(Stored records):
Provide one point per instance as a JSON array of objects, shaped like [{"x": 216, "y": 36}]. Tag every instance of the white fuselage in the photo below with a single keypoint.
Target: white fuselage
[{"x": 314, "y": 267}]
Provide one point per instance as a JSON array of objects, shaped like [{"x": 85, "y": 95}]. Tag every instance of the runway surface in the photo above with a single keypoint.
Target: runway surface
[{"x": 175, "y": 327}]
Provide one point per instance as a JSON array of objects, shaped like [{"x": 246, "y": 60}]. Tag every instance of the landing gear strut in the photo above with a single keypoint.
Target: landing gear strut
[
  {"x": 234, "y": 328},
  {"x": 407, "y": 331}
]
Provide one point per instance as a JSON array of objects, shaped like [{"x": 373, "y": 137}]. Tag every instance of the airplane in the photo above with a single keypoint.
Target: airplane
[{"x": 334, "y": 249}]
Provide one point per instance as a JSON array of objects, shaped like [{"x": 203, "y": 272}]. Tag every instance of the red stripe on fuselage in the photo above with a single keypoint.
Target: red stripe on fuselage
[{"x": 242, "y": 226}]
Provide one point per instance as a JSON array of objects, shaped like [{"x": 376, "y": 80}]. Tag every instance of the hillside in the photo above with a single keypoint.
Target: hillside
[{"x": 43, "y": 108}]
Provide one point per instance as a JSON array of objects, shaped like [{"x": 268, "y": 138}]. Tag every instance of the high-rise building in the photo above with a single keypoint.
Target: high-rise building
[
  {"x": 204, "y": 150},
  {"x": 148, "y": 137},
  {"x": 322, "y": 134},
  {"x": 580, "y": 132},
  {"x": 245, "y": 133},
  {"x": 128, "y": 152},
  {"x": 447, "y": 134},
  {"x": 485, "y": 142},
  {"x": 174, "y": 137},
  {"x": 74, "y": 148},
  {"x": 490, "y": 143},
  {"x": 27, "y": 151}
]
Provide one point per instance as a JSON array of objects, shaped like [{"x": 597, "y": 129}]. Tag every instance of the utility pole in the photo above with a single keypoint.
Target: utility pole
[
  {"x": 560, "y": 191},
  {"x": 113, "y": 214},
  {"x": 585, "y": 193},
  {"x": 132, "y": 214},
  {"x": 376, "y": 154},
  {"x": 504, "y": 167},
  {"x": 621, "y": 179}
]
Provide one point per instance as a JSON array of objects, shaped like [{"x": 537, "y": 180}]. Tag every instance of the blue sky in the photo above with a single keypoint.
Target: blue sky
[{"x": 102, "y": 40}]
* * *
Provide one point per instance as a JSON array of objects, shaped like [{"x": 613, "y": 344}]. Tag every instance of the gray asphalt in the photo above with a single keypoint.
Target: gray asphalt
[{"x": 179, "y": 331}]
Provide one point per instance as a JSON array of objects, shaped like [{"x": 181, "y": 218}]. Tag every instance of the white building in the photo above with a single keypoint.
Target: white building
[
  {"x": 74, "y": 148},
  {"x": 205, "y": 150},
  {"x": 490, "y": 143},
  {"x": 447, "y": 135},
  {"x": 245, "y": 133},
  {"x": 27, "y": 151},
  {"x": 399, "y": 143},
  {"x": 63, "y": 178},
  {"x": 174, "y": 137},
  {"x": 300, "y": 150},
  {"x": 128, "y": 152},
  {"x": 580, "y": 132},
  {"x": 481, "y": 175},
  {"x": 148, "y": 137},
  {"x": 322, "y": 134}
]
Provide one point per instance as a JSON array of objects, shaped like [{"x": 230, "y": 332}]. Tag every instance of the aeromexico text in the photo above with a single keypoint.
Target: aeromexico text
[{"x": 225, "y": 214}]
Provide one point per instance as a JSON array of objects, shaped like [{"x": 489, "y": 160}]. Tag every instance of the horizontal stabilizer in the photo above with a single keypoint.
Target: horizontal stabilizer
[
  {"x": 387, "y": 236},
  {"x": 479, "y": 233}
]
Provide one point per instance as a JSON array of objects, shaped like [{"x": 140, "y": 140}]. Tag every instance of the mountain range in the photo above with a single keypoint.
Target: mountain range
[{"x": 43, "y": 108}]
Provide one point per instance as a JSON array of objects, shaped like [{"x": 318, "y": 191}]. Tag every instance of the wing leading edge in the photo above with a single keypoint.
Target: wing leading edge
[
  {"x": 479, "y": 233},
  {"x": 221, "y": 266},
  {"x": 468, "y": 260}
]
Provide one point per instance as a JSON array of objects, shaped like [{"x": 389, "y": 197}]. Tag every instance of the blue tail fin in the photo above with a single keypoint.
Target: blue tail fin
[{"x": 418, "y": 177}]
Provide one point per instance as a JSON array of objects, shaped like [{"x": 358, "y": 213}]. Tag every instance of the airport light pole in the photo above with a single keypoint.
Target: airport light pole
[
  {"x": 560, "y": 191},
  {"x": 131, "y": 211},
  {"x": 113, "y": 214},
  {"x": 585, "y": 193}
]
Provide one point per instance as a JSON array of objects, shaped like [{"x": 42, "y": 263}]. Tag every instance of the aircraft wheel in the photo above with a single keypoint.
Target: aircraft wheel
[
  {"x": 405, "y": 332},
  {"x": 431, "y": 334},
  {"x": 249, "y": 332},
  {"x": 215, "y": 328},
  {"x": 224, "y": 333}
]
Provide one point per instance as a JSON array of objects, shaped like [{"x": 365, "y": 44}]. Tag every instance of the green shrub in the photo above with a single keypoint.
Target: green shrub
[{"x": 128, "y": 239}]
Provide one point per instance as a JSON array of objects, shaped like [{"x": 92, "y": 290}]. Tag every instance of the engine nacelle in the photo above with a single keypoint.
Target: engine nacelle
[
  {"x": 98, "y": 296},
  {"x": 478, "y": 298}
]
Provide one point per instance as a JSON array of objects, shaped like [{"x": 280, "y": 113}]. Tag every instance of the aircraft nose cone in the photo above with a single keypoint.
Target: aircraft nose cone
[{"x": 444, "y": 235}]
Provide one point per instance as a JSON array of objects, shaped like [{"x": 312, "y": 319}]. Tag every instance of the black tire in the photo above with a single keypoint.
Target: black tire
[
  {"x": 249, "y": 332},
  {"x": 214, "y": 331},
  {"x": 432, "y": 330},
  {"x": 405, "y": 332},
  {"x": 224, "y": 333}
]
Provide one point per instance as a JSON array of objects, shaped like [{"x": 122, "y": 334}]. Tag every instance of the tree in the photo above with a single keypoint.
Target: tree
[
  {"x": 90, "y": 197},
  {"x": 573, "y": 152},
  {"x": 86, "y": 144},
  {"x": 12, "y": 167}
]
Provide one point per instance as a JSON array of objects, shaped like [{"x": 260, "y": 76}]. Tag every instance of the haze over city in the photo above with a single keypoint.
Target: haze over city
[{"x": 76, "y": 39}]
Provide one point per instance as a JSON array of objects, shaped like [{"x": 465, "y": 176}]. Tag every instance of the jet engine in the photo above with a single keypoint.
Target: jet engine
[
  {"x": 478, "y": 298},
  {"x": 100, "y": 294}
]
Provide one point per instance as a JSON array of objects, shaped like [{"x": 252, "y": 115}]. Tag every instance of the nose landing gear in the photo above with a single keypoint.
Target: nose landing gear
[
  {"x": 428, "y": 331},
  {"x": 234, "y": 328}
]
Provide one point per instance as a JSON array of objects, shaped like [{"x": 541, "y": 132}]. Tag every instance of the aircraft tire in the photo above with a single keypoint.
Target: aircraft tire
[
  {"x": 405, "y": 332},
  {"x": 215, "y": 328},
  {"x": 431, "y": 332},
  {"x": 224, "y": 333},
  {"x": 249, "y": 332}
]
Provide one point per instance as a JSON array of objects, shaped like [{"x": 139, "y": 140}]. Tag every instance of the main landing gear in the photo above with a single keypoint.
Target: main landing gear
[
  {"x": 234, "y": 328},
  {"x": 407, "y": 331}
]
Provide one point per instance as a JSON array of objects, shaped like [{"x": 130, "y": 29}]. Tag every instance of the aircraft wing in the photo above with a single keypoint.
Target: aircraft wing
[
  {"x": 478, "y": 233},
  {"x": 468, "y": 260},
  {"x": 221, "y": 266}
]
==
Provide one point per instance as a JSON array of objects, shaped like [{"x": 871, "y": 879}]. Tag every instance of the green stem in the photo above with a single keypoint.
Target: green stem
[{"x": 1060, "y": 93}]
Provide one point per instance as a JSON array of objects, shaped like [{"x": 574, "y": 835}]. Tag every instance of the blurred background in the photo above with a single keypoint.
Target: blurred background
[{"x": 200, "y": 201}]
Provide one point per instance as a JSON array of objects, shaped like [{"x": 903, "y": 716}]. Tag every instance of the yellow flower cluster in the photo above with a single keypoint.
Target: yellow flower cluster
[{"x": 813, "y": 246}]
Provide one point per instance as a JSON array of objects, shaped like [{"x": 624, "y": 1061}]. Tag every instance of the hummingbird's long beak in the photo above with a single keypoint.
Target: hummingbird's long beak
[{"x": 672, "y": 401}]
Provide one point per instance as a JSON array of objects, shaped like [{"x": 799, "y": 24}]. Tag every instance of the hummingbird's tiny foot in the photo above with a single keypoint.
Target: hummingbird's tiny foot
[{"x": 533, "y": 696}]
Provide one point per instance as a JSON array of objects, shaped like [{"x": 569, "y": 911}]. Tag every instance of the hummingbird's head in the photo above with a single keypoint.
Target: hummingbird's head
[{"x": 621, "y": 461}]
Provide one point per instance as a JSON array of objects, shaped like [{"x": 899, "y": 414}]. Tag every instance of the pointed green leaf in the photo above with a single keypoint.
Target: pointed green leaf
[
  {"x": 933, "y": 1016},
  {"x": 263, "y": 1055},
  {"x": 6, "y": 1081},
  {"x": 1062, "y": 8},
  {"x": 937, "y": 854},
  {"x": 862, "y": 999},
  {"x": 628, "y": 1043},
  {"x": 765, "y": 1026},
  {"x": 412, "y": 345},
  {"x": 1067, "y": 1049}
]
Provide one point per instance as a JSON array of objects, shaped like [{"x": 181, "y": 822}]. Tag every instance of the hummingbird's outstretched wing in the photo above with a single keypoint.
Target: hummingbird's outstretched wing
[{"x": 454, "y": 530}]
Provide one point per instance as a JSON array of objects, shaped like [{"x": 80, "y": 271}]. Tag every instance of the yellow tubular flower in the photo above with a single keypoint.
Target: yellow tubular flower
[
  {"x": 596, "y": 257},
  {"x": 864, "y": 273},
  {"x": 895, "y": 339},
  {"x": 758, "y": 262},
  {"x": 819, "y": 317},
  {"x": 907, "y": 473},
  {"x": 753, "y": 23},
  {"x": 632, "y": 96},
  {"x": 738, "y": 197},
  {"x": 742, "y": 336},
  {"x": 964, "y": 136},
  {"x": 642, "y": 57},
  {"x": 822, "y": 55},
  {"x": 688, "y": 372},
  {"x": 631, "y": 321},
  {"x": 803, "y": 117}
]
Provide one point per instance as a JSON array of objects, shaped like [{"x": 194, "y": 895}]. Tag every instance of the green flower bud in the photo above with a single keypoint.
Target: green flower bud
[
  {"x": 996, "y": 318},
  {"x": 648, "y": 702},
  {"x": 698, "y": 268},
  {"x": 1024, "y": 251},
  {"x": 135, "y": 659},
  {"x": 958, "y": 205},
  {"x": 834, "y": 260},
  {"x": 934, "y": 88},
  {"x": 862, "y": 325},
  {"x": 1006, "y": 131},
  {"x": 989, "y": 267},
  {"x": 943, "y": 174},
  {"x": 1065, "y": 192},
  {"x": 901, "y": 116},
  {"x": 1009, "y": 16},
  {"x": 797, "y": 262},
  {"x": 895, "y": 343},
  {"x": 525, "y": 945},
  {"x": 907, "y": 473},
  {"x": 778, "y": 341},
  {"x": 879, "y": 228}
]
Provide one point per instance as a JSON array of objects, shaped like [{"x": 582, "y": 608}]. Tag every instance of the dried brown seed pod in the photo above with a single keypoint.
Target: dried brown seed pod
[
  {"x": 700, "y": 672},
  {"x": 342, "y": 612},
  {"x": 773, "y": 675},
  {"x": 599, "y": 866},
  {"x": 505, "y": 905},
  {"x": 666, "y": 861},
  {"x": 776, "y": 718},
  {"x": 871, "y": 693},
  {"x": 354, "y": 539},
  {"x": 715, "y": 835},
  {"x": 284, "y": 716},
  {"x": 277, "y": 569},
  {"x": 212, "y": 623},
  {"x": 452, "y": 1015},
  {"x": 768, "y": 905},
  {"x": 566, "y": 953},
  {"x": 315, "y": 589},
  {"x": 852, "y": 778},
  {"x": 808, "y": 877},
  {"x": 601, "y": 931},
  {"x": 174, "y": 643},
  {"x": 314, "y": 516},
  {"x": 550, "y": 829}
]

(Written problem): List every line in the data above that contains the string "edge".

(Answer to this exercise):
Provide one point per instance as a JSON array of objects, shaped like [{"x": 318, "y": 191}]. Tag every instance of the wing leading edge in the photo above with a single keypoint.
Target: wing leading edge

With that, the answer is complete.